↓↓↓
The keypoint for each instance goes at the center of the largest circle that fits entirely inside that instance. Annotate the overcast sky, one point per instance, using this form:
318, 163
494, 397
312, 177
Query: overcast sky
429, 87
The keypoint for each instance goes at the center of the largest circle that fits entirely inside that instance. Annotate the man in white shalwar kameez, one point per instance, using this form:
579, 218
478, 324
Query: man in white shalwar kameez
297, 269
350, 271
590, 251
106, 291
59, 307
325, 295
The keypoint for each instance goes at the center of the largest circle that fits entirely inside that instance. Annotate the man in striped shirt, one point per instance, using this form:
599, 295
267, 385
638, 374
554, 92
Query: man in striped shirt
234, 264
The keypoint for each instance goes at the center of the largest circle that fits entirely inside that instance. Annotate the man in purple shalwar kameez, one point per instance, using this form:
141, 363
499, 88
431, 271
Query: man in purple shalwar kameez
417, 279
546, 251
↑↑↑
• **What you should do**: Rewrite all the entries above as a JSON list of strings, with one string for each line and no blank lines.

• **Task response**:
[
  "The keypoint for each instance goes at the center of the largest circle that fits entirely inside that instance. Annotate the overcast sky, one point per instance, using this form:",
  "318, 163",
  "494, 397",
  "312, 177",
  "Query: overcast sky",
  "429, 87",
  "The keypoint for each instance goes at the center of the largest circle that fits entirely inside that instance. Annotate the man in white shalwar kameez, one point per instance, using this form:",
  "579, 218",
  "478, 324",
  "Query: man in white shalwar kameez",
  "297, 269",
  "350, 271",
  "590, 251",
  "106, 291",
  "59, 307",
  "325, 295",
  "The keypoint for each instance goes at the center of the largest circle that fits entirely inside that instance. Annotate the man in striped shirt, one point per instance, using this form:",
  "599, 295",
  "267, 385",
  "638, 374",
  "554, 92",
  "Query: man in striped shirt",
  "234, 264",
  "The keypoint for each instance goes at the center of the largest circle that fits entirely inside that instance. Annotate the man in purple shalwar kameez, one point per instance, using this form:",
  "141, 363",
  "499, 88",
  "431, 271",
  "Query: man in purple shalwar kameez",
  "417, 279",
  "546, 251"
]